- Challenge:
Recast the material as a numbered list, skipping any blank lines. Start at the line containing "Mark one point on each instance of the nose" and include everything through the end of the material.

— START OF Given entries —

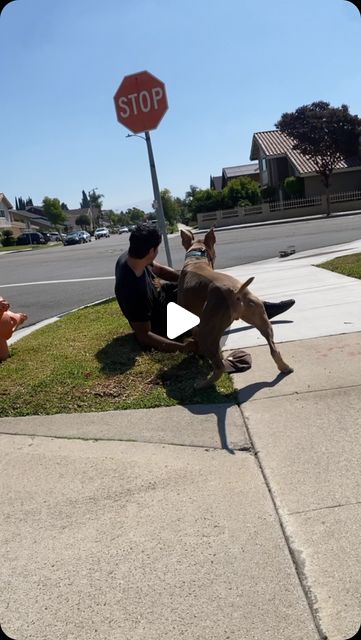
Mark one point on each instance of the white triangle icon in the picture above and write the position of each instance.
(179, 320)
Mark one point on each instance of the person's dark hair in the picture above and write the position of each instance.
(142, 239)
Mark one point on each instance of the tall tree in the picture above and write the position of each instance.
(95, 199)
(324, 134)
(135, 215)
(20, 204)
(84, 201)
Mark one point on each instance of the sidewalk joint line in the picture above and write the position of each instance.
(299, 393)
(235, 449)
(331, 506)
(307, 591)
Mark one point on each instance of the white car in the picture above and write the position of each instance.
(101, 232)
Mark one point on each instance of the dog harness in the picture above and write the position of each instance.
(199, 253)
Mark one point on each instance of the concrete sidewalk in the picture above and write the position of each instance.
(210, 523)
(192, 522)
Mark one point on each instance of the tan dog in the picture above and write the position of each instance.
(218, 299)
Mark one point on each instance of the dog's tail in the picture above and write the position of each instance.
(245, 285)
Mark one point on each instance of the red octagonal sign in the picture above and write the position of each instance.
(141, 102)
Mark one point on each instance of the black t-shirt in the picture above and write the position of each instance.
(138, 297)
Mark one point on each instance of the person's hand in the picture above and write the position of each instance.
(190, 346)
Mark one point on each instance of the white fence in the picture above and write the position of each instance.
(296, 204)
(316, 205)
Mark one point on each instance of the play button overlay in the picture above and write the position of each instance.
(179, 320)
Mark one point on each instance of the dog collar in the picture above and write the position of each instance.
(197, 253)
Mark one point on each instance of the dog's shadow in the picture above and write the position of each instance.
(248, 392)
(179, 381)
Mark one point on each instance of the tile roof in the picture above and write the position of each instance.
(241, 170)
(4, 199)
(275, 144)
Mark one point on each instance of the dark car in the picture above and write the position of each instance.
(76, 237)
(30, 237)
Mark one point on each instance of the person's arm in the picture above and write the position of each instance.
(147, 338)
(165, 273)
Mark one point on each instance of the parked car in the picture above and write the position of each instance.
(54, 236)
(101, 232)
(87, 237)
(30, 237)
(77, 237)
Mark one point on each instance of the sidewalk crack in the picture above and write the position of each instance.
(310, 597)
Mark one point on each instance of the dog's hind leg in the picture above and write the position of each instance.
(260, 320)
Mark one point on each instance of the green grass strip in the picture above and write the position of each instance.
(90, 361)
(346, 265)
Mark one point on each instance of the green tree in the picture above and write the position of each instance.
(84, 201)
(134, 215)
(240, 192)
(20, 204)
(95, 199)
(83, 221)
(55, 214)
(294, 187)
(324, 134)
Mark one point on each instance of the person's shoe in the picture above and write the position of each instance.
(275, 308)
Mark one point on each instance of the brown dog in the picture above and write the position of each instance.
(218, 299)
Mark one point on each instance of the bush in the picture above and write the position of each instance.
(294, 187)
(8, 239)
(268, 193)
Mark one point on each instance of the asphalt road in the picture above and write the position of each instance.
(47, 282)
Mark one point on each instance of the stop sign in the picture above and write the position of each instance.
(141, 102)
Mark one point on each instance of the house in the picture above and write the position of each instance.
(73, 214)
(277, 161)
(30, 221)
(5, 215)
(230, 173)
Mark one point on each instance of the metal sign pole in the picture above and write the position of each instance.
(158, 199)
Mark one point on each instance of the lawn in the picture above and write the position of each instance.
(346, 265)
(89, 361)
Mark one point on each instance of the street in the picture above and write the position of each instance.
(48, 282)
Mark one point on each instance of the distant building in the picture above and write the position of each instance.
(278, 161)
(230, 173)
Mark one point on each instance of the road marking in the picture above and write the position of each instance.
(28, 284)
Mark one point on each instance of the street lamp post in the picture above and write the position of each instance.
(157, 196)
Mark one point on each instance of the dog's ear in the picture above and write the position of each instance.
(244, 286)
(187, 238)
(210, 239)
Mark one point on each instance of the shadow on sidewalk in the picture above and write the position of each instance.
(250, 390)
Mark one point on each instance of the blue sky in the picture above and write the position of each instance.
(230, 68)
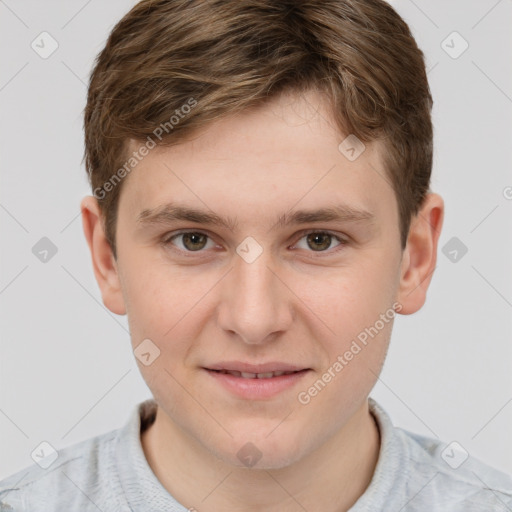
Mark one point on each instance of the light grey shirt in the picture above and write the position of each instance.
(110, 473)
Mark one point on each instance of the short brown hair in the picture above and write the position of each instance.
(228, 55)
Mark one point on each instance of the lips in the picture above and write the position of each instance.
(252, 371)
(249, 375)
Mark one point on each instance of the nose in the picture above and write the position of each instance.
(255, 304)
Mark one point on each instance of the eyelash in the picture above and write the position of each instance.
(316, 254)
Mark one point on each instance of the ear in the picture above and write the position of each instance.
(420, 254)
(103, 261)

— END OF Given entries —

- Answer in full:
1. Mark one point on each instance of the nose in the picture above and write the position of each instance.
2. (255, 304)
3. Mark one point on each instance of the eyelash in the picture above and write the position of each instance.
4. (316, 254)
5. Mark one point on each instance of the ear in the picture above and write the position of each instance.
6. (420, 254)
7. (103, 261)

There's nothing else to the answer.